## Extracted text
The Loneliness of the Lonely Londoners

Susheila Nasta and Hetta Howes discuss Sam Selvon’s 1956 novel 'The Lonely Londoners' and its themes of loneliness, race and the city explored through the lives of Windrush migrants in 1950s Britain. The discussion took place as part of our 'Spaces of Solitude' podcast series and features in Episode Four, which explores classic ideas of loneliness and the many ways of being alone in a city.

Hetta Howes: So who was Sam Selvon and who are the characters that he’s exploring and presenting to us in the novel?

Susheila Nasta: Sam Selvon was one of a group of major Caribbean writers who came to London during the 1950s or just before. Amongst them were people like George Lamming (with whom he travelled by chance on the boat where they fought over a typewriter as they both tried to finish their first novels), V.S. Naipaul, Wilson Harris, Andrew Salkey, Roy Heath. There were a whole group of them, but they didn’t actually come as a group that knew each other because they came from separate islands.

Sam Selvon was an East Indian Trinidadian who’d actually worked as a journalist in Trinidad before and during the war. He had started writing pieces in the Trinidad Guardian under various pseudonyms and had some of his poems and short stories read out on a major BBC program called Caribbean Voices. This is where many of these writers met for the first time, earning tiny bits of money for the broadcast which went back across the seas to the Caribbean.

Records of labeled points:
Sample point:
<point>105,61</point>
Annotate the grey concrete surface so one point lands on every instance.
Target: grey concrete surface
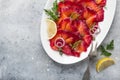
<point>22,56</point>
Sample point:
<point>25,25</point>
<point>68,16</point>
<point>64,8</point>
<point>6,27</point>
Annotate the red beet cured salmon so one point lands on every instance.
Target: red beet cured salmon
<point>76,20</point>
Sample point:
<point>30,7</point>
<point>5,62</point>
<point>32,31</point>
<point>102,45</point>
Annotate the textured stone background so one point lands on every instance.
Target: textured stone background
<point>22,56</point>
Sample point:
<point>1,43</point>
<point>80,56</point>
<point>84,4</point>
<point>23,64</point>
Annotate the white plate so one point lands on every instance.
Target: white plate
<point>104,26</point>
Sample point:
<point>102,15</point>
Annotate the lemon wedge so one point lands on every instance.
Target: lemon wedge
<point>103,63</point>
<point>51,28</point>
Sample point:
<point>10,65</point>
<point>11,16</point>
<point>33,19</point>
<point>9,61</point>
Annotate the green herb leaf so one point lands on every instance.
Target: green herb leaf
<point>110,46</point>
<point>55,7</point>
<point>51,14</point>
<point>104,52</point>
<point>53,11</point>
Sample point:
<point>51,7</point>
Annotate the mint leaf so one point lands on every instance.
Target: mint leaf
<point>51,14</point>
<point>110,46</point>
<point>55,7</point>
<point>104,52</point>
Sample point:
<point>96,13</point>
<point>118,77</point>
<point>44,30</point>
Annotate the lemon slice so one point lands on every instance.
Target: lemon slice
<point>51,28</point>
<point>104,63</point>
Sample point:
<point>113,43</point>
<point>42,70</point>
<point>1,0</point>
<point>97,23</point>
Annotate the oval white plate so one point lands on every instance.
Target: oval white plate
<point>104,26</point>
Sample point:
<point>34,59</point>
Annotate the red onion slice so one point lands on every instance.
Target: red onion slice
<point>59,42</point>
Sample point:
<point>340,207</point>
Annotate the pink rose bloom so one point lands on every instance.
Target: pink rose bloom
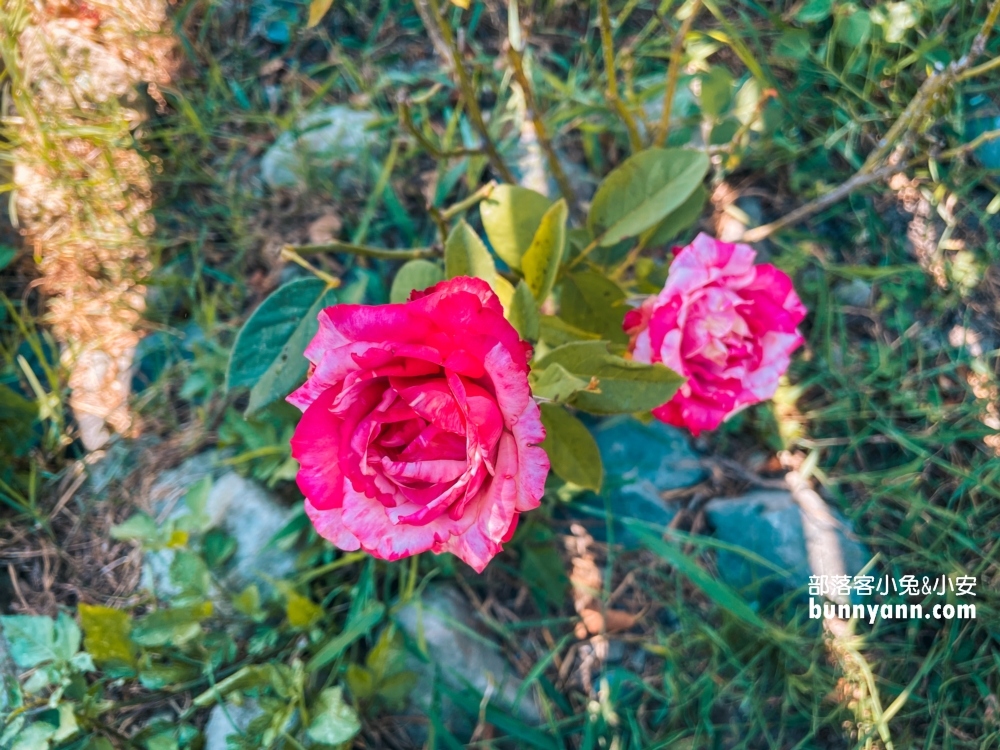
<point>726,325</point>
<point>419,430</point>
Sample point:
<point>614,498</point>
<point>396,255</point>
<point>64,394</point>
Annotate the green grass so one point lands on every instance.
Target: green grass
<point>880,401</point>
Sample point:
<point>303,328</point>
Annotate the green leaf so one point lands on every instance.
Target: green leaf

## Challenges
• A. Answer these questions about the interview on The Lonely Londoners:
(i) In what year was the novel published?
(ii) In which podcast series and episode does the discussion appear?
(iii) What did Sam Selvon and George Lamming fight over on the boat?
• B. Convert the records, from their first line through the line containing "<point>59,42</point>", into a JSON list of strings with one string per line. Leave out the pictures.

## Outputs
• A.
(i) 1956
(ii) The 'Spaces of Solitude' series, Episode Four
(iii) A typewriter

• B.
[
  "Sample point:",
  "<point>105,61</point>",
  "Annotate the grey concrete surface so one point lands on every instance.",
  "Target: grey concrete surface",
  "<point>22,56</point>",
  "Sample point:",
  "<point>25,25</point>",
  "<point>68,16</point>",
  "<point>64,8</point>",
  "<point>6,27</point>",
  "Annotate the red beet cured salmon so one point lands on every instance.",
  "Target: red beet cured salmon",
  "<point>76,20</point>",
  "Sample point:",
  "<point>30,7</point>",
  "<point>5,62</point>",
  "<point>32,31</point>",
  "<point>102,45</point>",
  "Annotate the textured stone background so one point lands on every instance.",
  "Target: textured stone background",
  "<point>22,56</point>",
  "Sample point:",
  "<point>1,43</point>",
  "<point>80,56</point>",
  "<point>84,4</point>",
  "<point>23,64</point>",
  "Annotate the white plate so one point lands on every instance.",
  "Target: white plate",
  "<point>104,26</point>",
  "Sample point:",
  "<point>102,15</point>",
  "Annotate the lemon wedge so one point lands on every instance.",
  "Target: lemon wedge",
  "<point>103,63</point>",
  "<point>51,28</point>",
  "Sample point:",
  "<point>10,65</point>",
  "<point>11,16</point>",
  "<point>33,19</point>",
  "<point>9,61</point>",
  "Annotate the green herb leaf so one point lands on every instance.",
  "Target: green herb leaf",
  "<point>110,46</point>",
  "<point>55,7</point>",
  "<point>51,14</point>",
  "<point>104,52</point>",
  "<point>53,11</point>",
  "Sample point:",
  "<point>51,7</point>",
  "Annotate the mint leaf so one point lands on every instance.",
  "Target: mint leaf",
  "<point>51,14</point>",
  "<point>110,46</point>",
  "<point>55,7</point>",
  "<point>104,52</point>",
  "Sample point:",
  "<point>96,13</point>",
  "<point>118,77</point>",
  "<point>44,30</point>",
  "Annotate the lemon slice so one point lands on every instance.",
  "Target: lemon slice",
  "<point>51,28</point>",
  "<point>104,63</point>",
  "Sample point:",
  "<point>113,43</point>",
  "<point>42,70</point>",
  "<point>1,0</point>",
  "<point>97,23</point>",
  "Annotate the oval white plate so one point lands on every instance.",
  "Target: oval white plate",
  "<point>104,26</point>",
  "Sample point:",
  "<point>34,59</point>",
  "Annotate the red onion slice so one point lands on every instance.",
  "Target: red onion slice",
  "<point>59,42</point>"
]